Does history repeat itself? It certainly has a sense of irony. Coinbase announced the delisting of EOS, the living-dead network founded over 8 years ago by Dan Larimer (also co-founder of another defunct blockchain, Bitshares). For those with long memories, EOS is the network responsible for the largest token sale ever, raising over $4 billion in 2018. It was supposed to be the Ethereum-killer. Instead, it mostly marked the top of the local bull market and the end of the ICO craze.

EOS obviously never killed Ethereum and has struggled to achieve comparable network  activity, even compared to one of Ethereum's Layer-2s. Everything seems to be fine for the stakeholders, though — notably Block.one, which sits on a significant war chest of approximately 140,000 bitcoins and has at least succeeded in taking its subsidiary Bullish public in 2021.

What about EOS itself? It recently rebranded to Vaulta and shifted to being a Web3 banking platform with a new token, though market reception has so far remained limited.

The ICO cycle spins again

The irony is that we might just be at the beginning of a new ICO craze: Coinbase announced it would host from November 17 to November 22 the ICO of Monad network, a new Layer-1, making it accessible to U.S. retail investors (while excluding European ones). Monad plans to raise $188 million, after having already raised $244 million in private rounds, one led by Paradigm. This announcement follows Coinbase's acquisition of Echo, an application co-founded by well-known crypto investor "Cobie" that offers retail investors access to private equity rounds and token sales through whitelisted curators. Echo notably facilitated the $10 million token sale of MegaEth, an Ethereum Layer-2. The Echo acquisition signals Coinbase's intent to position itself as the gateway for retail participation in early-stage crypto projects: a lucrative position that could define this new cycle.
....
Problem description — Carry the piece on EOS and the new ICO cycle forward, picking up right after its last sentence. The listing after this point has nothing to do with the piece on EOS and the new ICO cycle.

Data section —
....
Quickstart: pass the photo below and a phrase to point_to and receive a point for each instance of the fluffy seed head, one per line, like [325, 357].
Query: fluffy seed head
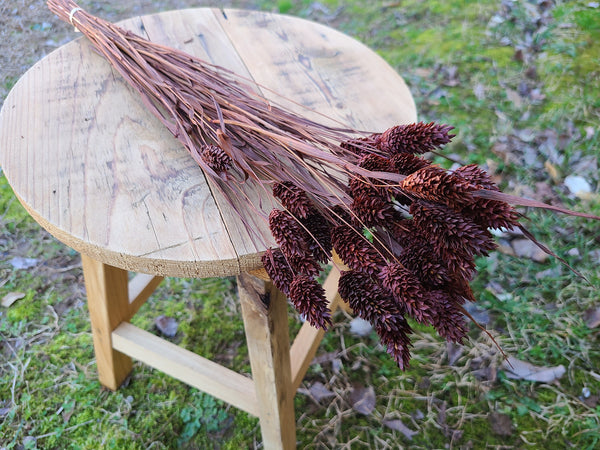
....
The response —
ICOs have certainly been one of the best ways to get rich, or at least richer, if we cherry-pick the most successful ones (remember Ethereum?). But many were primarily opportunities for private companies to create significant treasuries that could last decades, functioning more as hedge funds than revolutionary startups. Like private equity, there's no doubt that retail investors have an appetite for access to these offerings, and that appetite is legitimate. But also like private equity, fundamental questions persist regarding the rights provided by such tokens to investors.

The critical issue is alignment. Traditional equity investors have voting rights, information rights, and legal recourse. Token holders often receive none of these protections, despite taking on similar or greater risk. As this new ICO wave builds, there's an urgent need to introduce real alignment between shareholders' interests and token holders' interests. Without regulatory clarity or industry-imposed standards, retail investors may once again find themselves holding depreciating tokens while insiders and early investors cash out at their expense.

Monad will be an interesting case study. The project presents, on paper, actual technical differentiation from other infrastructure networks with its parallel execution model. But in this space, technical merit alone often isn't enough, especially compared to token price momentum.

It remains to be seen whether this new era of ICOs marks, once again, the top of the market. Retail enthusiasm returning to token sales has historically been a late-cycle phenomenon.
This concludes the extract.